Consigne 1:
Répondez aux questions suivantes d'après le texte source.
(a) D'après le premier moyen, quel article du code de procédure civile la cour d'appel aurait-elle violé ?
(b) Quelle somme la société Alteo Gardanne a-t-elle été condamnée à payer à titre de dommages et intérêts ?
(c) De quelle date est l'attestation du commissaire aux comptes produite par la société ?
Consigne 2: Recopiez fidèlement le passage du texte source situé entre « Une relation commerciale » et « société Altéo Gardanne. », ces deux bornes comprises.

Texte source:
1°) – ALORS QUE la société Alteo Gardanne demandait qu’en cas de condamnation pour rupture brutale des relations commerciales, la plus-value réalisée par la société […] lors de la vente de ses matériels soit prise en compte ; que la société […] , dans le calcul de son dommage, déduisait explicitement cette plus-value ; qu’en s’abstenant d’en tenir compte dans le calcul du préjudice, la cour d’appel a méconnu l’accord des parties sur ce point, violant ainsi l’article 4 du code de procédure civile ;

2°) – ALORS QUE la société Alteo Gardanne demandait qu’en cas de condamnation pour rupture brutale des relations commerciales, la plus-value réalisée par la société […] lors de la vente de ces matériels soit prise en compte ; qu’en ne recherchant pas si cette plus-value avait été réalisée et devait se déduire du préjudice subi, la cour d’appel a privé sa décision de base légale au regard de l’article L 442-6 du code de commerce. Moyen produit par la SCP Spinosi et Sureau, avocat aux Conseils, pour la société P… et Z…, ès qualités, (demanderesse au pourvoi incident).

Il est reproché à l’arrêt attaqué d’avoir condamné la société Alteo Gardanne à payer à la société […] la somme de 414.140 euros HT à titre de dommages et intérêts pour rupture brutale des relations commerciales établies au titre du contrat de prestation de nettoyage industriel ;

Aux motifs que « Le contrat de nettoyage industriel sur le site de Gardanne

Sur la durée des relations commerciales établies

Une relation commerciale « établie » présente un caractère « suivi, stable et habituel » et permet raisonnablement d’anticiper pour l’avenir une certaine continuité du flux d’affaires entre les partenaires commerciaux, ce qui implique, notamment qu’elle ne soit pas entachée par des incidents susceptibles de remettre en cause sa stabilité, voire sa régularité.

Pour justifier de l’ancienneté des relations commerciales établies entre les parties, la société […] communique une attestation de son commissaire aux comptes datée du 11 juillet 2014 (pièce n°37), dont le contenu est contesté dans son intégralité par la société Altéo Gardanne.

Données recueillies:
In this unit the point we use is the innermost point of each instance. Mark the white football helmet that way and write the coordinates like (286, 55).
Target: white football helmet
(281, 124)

Réponse rédigée 1:
(a) La cour d'appel aurait violé l'article 4 du code de procédure civile.
(b) Elle a été condamnée à payer la somme de 414.140 euros HT.
(c) L'attestation est datée du 11 juillet 2014.

Réponse rédigée 2:
Une relation commerciale « établie » présente un caractère « suivi, stable et habituel » et permet raisonnablement d’anticiper pour l’avenir une certaine continuité du flux d’affaires entre les partenaires commerciaux, ce qui implique, notamment qu’elle ne soit pas entachée par des incidents susceptibles de remettre en cause sa stabilité, voire sa régularité.

Pour justifier de l’ancienneté des relations commerciales établies entre les parties, la société […] communique une attestation de son commissaire aux comptes datée du 11 juillet 2014 (pièce n°37), dont le contenu est contesté dans son intégralité par la société Altéo Gardanne.